◆ **Challenge**: Shift every coordinate in the answer points up by 20 and rewrite the lines, requests included, for the stretch from the line containing "written like [288,194]." through the end of the lines. Leave the numbers in the requests and their format samples unchanged.

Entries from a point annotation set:
■ ■ ■ ■ ■
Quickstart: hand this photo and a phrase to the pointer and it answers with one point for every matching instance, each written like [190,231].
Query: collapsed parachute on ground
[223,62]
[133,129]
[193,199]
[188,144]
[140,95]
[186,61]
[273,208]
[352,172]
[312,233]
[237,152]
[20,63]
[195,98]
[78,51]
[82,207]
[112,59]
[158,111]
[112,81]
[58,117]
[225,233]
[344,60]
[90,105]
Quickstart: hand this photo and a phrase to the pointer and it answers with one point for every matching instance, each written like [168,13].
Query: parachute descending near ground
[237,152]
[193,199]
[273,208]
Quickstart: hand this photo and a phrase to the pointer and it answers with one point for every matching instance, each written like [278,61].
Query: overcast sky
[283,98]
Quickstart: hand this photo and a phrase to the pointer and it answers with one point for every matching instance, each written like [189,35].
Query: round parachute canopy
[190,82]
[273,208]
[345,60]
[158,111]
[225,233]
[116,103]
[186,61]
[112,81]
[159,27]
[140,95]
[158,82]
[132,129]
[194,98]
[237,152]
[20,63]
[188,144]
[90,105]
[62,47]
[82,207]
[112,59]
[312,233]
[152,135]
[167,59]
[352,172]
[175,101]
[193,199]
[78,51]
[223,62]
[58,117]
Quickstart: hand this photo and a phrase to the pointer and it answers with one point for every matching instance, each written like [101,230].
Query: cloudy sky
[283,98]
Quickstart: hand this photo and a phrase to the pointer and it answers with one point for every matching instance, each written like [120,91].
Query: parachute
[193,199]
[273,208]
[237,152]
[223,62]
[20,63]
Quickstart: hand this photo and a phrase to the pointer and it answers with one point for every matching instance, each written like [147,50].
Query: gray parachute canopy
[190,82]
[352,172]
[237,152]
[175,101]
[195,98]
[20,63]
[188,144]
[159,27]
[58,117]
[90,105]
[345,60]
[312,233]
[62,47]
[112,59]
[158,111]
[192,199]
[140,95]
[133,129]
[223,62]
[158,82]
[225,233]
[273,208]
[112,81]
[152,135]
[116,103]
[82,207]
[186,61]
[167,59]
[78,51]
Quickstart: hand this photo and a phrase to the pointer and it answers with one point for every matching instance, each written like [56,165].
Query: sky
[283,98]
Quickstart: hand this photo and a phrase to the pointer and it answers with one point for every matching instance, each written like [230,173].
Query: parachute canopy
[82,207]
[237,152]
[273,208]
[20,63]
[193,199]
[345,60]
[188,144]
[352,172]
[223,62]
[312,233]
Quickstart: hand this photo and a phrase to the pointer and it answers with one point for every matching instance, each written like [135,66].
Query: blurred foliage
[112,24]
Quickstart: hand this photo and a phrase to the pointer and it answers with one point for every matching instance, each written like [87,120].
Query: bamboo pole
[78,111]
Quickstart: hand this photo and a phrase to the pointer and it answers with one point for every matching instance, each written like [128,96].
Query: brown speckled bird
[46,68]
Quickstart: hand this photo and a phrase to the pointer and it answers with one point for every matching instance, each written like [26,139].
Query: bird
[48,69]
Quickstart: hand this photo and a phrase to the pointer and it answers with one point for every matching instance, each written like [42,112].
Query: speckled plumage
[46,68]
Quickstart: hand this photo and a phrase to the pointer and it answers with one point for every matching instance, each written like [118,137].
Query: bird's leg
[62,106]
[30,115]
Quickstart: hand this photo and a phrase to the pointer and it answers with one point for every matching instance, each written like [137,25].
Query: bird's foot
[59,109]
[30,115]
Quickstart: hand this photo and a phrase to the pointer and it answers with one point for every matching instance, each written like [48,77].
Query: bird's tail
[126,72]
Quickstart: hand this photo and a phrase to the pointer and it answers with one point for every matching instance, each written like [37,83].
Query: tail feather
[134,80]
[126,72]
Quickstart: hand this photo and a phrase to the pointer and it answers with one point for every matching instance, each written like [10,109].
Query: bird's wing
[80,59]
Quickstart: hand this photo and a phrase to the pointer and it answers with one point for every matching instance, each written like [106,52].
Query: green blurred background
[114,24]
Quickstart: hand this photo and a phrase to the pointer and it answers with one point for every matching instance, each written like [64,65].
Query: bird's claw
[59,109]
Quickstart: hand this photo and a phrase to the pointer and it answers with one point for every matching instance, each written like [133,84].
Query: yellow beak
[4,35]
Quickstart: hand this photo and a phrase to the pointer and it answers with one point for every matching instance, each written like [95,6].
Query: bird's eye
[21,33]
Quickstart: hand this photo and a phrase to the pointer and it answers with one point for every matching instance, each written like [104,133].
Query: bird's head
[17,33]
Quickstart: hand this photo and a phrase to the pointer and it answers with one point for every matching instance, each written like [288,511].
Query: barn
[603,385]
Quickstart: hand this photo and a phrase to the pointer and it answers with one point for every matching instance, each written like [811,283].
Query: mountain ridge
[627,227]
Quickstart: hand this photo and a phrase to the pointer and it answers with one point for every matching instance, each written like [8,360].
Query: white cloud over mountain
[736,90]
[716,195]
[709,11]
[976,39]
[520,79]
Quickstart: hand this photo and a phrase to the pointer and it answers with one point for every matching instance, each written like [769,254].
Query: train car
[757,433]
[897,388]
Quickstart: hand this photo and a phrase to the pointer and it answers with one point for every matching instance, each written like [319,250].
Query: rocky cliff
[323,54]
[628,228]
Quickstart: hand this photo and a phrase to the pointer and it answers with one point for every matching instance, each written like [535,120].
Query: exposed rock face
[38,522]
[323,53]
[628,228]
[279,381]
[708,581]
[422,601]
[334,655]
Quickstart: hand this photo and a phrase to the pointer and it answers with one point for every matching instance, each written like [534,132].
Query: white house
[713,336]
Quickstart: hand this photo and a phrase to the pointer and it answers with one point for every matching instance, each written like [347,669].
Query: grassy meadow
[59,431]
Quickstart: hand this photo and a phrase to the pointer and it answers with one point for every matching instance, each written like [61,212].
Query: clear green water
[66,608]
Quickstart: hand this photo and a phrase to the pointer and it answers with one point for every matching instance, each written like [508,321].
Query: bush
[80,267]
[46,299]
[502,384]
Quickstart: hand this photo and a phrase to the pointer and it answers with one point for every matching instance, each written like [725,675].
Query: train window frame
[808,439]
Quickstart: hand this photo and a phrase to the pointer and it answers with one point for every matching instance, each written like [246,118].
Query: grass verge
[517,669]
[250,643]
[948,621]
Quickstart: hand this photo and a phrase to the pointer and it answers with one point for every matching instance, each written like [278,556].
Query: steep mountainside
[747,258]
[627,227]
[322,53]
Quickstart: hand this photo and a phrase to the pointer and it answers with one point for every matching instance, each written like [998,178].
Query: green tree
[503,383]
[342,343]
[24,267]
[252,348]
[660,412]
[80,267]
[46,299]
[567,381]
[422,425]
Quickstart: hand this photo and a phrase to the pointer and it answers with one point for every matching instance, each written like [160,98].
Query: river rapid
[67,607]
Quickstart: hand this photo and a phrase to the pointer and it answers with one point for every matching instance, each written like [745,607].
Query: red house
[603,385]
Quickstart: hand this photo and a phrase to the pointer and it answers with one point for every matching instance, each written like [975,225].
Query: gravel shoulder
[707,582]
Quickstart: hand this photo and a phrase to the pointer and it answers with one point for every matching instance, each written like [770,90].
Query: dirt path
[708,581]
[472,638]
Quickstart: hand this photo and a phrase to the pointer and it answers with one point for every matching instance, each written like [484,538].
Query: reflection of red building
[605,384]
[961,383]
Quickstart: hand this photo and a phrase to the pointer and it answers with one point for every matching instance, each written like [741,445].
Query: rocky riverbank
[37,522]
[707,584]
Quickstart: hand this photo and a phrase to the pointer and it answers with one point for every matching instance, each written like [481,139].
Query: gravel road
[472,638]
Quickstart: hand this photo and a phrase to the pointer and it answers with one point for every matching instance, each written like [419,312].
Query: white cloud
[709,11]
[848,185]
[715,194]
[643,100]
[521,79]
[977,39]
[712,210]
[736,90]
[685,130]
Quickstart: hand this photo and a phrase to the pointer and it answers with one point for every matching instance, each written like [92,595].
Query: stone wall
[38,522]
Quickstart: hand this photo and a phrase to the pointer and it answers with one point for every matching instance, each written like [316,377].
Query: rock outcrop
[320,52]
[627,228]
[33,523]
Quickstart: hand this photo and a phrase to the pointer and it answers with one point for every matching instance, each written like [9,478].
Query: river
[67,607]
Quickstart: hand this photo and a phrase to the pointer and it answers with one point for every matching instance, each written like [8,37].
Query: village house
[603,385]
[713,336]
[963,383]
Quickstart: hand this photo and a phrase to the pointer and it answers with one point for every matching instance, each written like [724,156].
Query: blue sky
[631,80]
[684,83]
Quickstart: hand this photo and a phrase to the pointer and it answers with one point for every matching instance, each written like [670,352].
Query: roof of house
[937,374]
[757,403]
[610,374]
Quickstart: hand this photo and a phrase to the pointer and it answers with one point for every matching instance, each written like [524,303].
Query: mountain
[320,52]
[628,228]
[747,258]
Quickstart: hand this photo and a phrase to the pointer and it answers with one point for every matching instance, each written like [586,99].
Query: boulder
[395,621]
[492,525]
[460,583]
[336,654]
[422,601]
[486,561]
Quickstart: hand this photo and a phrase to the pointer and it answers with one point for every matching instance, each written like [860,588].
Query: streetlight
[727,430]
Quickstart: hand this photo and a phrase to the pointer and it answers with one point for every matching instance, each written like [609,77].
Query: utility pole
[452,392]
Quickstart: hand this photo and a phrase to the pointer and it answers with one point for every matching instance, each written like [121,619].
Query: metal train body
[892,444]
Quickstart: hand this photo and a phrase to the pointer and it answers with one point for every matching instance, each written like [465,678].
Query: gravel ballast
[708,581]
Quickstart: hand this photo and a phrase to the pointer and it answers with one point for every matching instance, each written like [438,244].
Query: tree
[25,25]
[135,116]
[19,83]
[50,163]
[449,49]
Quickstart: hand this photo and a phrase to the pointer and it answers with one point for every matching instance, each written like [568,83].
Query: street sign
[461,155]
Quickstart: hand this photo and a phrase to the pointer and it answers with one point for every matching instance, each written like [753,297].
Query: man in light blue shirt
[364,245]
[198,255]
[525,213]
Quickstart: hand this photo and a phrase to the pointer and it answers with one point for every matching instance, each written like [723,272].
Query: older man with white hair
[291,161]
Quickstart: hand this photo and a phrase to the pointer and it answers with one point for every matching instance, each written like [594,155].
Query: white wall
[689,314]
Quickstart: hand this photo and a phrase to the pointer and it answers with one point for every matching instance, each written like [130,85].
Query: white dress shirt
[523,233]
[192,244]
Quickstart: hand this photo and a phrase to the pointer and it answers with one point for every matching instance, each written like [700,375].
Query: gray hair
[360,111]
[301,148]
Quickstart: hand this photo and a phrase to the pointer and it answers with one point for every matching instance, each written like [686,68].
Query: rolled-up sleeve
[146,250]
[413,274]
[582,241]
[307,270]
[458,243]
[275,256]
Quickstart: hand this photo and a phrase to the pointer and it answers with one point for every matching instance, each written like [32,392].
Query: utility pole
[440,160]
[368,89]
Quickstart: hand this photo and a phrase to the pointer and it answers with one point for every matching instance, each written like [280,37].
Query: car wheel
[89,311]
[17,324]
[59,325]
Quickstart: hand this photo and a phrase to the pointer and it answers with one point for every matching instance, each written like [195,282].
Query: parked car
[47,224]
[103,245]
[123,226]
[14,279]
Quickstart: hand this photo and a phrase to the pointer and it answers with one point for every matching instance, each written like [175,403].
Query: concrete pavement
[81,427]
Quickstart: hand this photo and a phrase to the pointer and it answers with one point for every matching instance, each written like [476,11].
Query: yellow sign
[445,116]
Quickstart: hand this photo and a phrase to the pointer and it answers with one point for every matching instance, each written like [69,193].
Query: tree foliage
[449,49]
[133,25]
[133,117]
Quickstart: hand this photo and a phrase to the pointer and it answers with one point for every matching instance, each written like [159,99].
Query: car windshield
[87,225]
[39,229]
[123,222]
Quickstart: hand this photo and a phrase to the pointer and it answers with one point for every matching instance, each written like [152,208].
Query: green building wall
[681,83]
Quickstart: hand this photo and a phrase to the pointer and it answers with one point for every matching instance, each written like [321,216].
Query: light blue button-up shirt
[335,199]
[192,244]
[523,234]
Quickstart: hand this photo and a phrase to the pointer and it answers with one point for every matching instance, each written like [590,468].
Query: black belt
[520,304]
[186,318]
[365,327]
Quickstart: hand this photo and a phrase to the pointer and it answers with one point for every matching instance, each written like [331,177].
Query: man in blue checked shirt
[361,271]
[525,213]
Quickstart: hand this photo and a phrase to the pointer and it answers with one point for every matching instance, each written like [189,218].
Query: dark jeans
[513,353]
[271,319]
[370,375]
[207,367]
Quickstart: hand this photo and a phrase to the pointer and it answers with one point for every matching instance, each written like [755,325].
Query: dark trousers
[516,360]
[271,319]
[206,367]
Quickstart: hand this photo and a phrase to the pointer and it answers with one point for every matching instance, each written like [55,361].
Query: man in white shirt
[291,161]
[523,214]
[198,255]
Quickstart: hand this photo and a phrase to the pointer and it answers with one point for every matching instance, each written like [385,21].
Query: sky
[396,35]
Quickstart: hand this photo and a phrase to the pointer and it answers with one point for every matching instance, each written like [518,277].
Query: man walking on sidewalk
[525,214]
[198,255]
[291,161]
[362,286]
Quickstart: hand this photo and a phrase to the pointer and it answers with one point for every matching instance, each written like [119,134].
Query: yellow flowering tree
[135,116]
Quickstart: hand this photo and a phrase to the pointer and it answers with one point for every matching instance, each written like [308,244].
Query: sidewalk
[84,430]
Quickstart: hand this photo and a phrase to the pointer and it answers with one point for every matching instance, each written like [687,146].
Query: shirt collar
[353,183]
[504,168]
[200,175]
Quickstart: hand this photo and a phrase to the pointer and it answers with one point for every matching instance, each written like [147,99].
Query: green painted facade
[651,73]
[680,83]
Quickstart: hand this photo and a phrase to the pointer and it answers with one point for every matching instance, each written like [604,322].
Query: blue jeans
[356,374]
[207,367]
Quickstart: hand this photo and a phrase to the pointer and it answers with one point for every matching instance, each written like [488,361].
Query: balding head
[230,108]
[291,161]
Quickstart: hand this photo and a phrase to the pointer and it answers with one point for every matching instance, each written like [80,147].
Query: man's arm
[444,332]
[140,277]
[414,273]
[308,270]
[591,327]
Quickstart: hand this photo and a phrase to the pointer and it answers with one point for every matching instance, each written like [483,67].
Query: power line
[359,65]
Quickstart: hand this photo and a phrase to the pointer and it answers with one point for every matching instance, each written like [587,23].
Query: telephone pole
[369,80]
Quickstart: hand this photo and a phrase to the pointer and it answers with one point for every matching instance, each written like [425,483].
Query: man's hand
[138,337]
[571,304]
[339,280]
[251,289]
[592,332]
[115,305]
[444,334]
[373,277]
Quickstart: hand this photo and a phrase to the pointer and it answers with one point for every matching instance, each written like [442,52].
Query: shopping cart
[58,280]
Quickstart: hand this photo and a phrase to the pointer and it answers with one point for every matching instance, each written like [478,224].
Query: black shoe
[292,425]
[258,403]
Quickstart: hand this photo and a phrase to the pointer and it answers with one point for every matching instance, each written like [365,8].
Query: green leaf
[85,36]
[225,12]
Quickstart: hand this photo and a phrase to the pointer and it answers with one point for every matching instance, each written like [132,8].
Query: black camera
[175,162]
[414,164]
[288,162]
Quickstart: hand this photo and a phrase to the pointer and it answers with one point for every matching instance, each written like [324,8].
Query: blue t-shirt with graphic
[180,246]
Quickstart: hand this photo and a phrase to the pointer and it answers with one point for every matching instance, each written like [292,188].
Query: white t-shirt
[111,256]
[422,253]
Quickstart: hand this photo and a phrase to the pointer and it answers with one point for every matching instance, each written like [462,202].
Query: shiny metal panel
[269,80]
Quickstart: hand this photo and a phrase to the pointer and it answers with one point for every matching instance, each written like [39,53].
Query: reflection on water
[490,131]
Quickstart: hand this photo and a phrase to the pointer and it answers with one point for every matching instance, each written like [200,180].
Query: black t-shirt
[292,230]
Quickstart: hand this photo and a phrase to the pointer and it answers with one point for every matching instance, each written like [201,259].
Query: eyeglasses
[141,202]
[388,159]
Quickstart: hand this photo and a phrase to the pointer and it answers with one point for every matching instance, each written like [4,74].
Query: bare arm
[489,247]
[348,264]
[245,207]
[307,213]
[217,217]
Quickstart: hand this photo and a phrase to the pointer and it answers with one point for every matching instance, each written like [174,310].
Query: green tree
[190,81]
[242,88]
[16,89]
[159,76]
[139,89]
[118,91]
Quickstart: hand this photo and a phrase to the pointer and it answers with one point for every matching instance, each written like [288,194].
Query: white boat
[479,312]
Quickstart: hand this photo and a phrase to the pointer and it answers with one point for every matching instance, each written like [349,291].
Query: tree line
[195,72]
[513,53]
■ ■ ■ ■ ■
◆ **Solved exercise**:
Quickstart: hand this photo and a phrase to the pointer and it answers with one point for every matching instance, each written like [288,194].
Query: white boat
[499,332]
Quickstart: hand this photo and a phrase to the pointer and it answers with one point for every matching instance, each written like [349,291].
Query: tree line
[215,92]
[533,73]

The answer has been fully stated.